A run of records
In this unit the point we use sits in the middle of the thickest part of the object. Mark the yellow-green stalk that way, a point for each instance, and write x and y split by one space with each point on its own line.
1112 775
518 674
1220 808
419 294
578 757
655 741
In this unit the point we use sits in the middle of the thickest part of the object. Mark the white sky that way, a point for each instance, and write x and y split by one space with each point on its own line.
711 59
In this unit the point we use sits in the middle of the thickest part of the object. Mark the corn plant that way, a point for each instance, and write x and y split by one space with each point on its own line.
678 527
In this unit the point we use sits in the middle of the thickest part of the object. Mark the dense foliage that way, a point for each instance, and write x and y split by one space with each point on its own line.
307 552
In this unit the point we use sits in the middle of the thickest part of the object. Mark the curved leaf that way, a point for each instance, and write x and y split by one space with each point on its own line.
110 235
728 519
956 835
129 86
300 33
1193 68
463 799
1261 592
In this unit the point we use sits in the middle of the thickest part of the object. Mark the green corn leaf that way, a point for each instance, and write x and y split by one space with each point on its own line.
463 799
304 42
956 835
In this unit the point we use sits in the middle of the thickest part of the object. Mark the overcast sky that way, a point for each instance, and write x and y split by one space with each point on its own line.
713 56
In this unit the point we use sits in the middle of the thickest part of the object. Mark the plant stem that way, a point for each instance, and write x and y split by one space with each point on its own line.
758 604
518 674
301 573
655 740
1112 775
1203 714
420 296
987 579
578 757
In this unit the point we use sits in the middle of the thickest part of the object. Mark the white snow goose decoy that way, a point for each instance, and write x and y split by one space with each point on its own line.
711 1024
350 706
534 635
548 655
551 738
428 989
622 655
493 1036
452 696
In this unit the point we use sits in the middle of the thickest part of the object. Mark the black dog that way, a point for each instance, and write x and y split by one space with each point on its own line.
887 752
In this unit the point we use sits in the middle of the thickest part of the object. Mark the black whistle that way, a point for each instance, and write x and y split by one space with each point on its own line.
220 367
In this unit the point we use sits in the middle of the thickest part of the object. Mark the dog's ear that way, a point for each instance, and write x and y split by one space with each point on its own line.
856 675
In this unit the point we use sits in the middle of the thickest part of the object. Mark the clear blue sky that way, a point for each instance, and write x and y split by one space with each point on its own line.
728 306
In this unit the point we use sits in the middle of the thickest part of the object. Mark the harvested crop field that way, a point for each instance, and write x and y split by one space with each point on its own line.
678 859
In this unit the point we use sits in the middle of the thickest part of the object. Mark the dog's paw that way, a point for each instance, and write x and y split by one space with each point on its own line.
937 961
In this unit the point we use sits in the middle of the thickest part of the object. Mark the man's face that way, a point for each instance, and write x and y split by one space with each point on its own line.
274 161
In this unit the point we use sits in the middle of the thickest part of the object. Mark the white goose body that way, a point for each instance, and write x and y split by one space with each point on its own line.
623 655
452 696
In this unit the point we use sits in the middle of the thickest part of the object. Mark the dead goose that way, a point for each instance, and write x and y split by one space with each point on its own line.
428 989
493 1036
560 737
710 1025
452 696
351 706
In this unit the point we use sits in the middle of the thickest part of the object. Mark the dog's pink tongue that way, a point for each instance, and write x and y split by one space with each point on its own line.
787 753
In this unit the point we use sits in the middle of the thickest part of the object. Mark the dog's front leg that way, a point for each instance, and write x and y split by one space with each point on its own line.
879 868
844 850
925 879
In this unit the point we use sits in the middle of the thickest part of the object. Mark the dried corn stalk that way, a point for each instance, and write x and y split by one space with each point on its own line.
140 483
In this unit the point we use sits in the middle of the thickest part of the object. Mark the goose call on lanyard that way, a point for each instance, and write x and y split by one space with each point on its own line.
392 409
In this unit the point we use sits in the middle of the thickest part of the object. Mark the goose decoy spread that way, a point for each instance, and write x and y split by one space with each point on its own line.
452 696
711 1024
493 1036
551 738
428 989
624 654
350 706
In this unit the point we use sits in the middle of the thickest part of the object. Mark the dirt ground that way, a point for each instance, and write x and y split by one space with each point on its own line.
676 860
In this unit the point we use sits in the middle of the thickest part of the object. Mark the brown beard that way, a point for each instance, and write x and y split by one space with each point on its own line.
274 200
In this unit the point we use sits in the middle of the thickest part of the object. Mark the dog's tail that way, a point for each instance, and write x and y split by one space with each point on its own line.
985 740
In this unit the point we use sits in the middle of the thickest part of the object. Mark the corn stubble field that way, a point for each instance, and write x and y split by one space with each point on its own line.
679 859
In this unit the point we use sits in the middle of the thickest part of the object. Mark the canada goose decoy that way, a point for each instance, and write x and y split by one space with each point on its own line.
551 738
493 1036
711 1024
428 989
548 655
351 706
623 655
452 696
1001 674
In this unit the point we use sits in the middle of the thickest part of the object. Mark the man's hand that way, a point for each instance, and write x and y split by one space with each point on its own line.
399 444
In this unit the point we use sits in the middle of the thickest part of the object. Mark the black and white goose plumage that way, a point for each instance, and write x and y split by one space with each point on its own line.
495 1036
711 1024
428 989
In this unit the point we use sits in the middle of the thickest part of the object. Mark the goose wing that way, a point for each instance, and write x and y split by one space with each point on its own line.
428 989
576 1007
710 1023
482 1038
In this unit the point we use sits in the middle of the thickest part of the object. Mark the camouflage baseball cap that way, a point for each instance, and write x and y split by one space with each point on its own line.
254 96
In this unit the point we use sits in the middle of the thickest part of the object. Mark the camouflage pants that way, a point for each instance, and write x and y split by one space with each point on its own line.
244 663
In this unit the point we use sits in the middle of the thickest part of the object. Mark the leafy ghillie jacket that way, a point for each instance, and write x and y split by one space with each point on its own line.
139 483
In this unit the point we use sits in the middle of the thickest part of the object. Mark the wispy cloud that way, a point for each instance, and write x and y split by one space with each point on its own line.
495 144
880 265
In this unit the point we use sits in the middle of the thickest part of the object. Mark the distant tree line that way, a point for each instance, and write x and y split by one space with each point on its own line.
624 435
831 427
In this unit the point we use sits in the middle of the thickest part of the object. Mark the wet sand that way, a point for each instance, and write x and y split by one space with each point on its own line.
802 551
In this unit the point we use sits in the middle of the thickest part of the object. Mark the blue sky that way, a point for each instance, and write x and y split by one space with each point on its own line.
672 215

**REQUIRED TASK**
Print exactly the lines from the one with "Mark the leafy" through the end of the data, inclusive.

**REPLY TO THE EXERCISE**
In this unit the point we use sits in the middle of the thickest part of the object. Mark the leafy ghillie jacket that way, a point for each instance, and write x and y split by one space with each point on its own line.
139 483
In this unit the point we use sits in the middle of the thickest part of the object. Mark the wispy cloud that way, a point for each instance, and write x and y split by one space with each point on its own line.
495 144
880 265
In this unit the point we use sits in the middle of the thickest part of the object. Mark the distant tree line that way, a point for each instance, and write x and y split by one space with each point on its own line.
624 435
831 427
In this unit the point we use sits in the middle of the thickest part of the object. Mark the wet sand that way, a point for each instance, and write x and y split by one space with each point on its own line.
802 551
In this unit the point we use sits in the middle of the thickest part of the object. Mark the blue sky that way, a point for each instance, and write x and y split by one space with each point on its own line.
672 215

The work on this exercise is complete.